What you need to do -
Return every line of the data exactly as it stands.

Supplied records section start

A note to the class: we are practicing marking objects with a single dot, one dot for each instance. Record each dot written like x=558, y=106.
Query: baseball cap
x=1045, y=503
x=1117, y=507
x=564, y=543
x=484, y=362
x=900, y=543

Supplied records section end

Exercise answer -
A note to the class: we are practicing marking objects with a single dot, one dot for each instance. Record each dot written like x=558, y=106.
Query: baseball cap
x=1045, y=503
x=1117, y=507
x=564, y=543
x=484, y=362
x=900, y=543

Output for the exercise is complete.